Problem –
Reproduce the listing from the line containing "Help me locate the small shrub" through the line containing "[[176, 375, 843, 548], [449, 377, 843, 548]]", putting "Point out" wherever "Help me locate" appears and leaving everything else the same.

Recorded data –
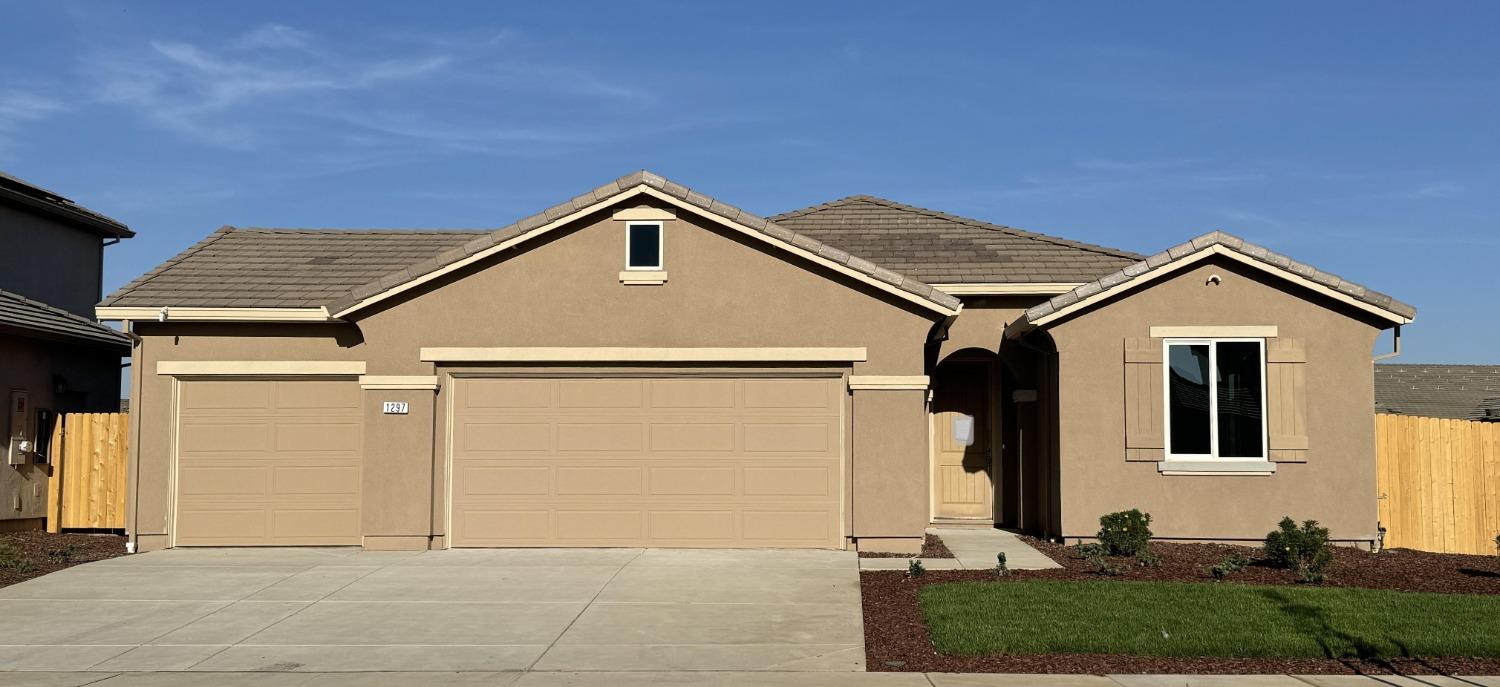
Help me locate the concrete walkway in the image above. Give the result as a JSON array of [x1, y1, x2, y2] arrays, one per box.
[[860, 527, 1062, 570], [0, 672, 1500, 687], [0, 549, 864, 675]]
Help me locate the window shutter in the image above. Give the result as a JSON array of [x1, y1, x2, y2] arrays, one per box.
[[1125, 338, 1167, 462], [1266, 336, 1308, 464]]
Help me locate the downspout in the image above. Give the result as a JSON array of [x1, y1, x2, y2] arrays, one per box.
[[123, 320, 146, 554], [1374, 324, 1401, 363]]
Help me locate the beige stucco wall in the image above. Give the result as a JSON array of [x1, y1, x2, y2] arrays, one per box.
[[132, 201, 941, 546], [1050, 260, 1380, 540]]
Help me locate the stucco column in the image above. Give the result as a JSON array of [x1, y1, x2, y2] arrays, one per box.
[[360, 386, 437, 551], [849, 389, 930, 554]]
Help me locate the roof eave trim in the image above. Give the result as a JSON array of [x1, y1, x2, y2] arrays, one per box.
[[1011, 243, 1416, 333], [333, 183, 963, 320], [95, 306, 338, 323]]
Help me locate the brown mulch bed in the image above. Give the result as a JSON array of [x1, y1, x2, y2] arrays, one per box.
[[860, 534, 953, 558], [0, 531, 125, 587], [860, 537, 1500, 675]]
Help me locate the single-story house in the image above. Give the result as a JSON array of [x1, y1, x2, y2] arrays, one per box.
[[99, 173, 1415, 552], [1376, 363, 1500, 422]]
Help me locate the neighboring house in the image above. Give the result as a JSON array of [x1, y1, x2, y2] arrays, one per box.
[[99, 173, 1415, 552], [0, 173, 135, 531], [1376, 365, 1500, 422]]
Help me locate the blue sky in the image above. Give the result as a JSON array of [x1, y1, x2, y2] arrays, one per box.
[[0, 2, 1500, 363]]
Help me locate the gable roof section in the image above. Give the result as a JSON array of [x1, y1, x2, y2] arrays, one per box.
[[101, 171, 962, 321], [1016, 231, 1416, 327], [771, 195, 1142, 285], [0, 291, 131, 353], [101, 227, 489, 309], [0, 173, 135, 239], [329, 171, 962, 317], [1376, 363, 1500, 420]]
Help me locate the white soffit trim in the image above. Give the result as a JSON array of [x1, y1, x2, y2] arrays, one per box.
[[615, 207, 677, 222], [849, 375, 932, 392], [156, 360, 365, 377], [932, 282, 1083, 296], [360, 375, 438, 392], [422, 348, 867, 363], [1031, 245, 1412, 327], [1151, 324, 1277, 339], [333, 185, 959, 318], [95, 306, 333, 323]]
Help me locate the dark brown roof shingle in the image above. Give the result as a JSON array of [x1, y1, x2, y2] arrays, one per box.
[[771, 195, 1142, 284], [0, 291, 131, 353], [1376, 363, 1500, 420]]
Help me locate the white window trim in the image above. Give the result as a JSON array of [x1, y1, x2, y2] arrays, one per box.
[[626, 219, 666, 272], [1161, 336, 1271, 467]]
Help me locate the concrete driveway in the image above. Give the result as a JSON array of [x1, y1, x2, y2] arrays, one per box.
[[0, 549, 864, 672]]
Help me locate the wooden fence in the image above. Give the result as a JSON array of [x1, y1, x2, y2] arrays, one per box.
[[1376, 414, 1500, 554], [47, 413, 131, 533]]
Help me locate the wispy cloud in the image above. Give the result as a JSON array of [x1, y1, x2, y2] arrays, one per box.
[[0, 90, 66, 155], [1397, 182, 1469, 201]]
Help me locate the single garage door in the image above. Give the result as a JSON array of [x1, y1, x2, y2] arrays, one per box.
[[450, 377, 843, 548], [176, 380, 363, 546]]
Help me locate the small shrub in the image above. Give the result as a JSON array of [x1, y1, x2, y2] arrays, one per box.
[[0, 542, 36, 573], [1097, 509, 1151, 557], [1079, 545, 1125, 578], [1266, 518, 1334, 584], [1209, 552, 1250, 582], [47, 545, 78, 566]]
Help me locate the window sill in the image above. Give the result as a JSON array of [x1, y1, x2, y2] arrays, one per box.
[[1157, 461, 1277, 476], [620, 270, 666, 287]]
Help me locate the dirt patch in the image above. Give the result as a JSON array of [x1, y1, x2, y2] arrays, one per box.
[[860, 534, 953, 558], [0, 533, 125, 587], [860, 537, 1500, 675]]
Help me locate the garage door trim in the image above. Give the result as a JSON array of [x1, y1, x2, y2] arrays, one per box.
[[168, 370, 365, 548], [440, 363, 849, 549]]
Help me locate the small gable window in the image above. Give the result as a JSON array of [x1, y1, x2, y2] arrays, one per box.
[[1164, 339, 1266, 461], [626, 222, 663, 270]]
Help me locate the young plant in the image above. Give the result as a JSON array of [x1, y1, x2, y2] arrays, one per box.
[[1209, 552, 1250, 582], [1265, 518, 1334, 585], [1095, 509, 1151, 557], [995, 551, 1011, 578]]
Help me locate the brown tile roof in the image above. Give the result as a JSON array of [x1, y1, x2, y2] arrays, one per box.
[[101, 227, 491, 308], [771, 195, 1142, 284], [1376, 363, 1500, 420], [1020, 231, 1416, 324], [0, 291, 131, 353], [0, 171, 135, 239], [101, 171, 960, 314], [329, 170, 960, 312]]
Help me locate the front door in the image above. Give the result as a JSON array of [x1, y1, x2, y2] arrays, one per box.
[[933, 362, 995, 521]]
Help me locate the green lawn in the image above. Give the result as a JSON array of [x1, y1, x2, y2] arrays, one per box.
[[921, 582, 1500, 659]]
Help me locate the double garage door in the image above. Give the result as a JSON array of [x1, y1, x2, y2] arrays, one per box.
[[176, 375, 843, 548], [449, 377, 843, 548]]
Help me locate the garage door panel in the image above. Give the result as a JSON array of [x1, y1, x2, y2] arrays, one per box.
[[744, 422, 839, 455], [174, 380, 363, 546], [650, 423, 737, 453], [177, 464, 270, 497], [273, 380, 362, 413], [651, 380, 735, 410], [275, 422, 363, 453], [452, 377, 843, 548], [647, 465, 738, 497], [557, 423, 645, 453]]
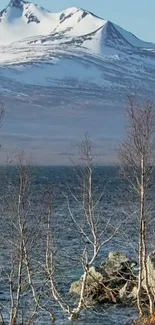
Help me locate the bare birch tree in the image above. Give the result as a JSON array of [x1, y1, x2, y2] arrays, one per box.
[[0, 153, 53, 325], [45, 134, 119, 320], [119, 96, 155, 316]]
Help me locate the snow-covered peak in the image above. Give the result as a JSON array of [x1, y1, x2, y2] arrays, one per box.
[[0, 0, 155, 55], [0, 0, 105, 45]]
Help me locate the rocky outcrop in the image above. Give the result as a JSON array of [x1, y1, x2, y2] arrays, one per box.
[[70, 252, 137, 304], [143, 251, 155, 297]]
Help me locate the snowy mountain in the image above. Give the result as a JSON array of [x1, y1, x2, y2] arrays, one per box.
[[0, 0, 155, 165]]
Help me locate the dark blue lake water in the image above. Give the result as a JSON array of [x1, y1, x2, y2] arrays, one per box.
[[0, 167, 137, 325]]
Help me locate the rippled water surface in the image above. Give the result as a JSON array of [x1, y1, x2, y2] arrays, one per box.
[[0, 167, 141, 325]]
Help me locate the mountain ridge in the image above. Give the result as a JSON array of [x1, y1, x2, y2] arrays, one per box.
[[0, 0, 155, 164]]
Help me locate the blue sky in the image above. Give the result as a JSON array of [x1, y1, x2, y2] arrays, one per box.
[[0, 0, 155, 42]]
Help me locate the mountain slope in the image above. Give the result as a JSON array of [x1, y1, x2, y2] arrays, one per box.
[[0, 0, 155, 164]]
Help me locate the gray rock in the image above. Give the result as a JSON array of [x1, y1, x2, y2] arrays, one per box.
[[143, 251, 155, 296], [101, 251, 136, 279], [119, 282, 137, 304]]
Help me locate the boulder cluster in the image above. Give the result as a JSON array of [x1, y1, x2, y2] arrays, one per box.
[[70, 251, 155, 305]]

Exercise result –
Point out the small shrub in the image above. Give the result as a JSON array of [x1, y1, x2, y2] arrays, one per box.
[[0, 542, 36, 573], [1097, 509, 1151, 557], [1079, 545, 1125, 578], [1266, 518, 1334, 584], [1209, 552, 1250, 582], [47, 545, 78, 566]]
Point out the window sill in the image above. Give the result as a JSON array of [x1, y1, x2, y2] arrays, one per box.
[[1157, 461, 1277, 476], [620, 270, 666, 287]]
Point out the dirt patch in the image above. Give the result as a JSON array of [x1, y1, x2, y2] arrays, one per box.
[[860, 534, 953, 558], [0, 533, 125, 587], [860, 537, 1500, 675]]
Point out the garage door trim in the image above. Give the result as a JSON array of [x1, y1, x2, y2] arrays, one per box.
[[168, 370, 365, 548], [440, 363, 849, 549]]
Point out the small gable window in the image above. Give the result as a JSON array of [x1, y1, x2, y2] arrays, one per box.
[[1164, 339, 1266, 461], [626, 222, 663, 270]]
Point out the young plant in the image above. Give the result as a JSON array of [x1, y1, x2, y2] arrays, one per box.
[[1209, 552, 1250, 582], [1265, 518, 1334, 585], [1095, 509, 1151, 557], [995, 551, 1011, 578]]
Point out the brown tile roof in the image above. Give the result as a JSON array of [x1, y1, x2, y2] arrays, one per box.
[[101, 227, 491, 308], [771, 195, 1142, 284], [1376, 363, 1500, 420], [1020, 231, 1416, 324], [0, 291, 131, 353], [0, 171, 135, 239], [101, 171, 960, 314], [329, 170, 960, 312]]
Point out the front door in the image above. Give the result as a JSON array of [x1, y1, x2, y2] arrays, one per box.
[[933, 362, 995, 521]]
Point out the green lawn in the image above. Give the result as a JSON array of [x1, y1, x2, y2] arrays, one per box.
[[921, 582, 1500, 659]]
Point out the double garage door in the image above. Give the result as a JSON array of [x1, y1, x2, y2] arrays, one per box.
[[176, 375, 843, 548], [449, 377, 843, 548]]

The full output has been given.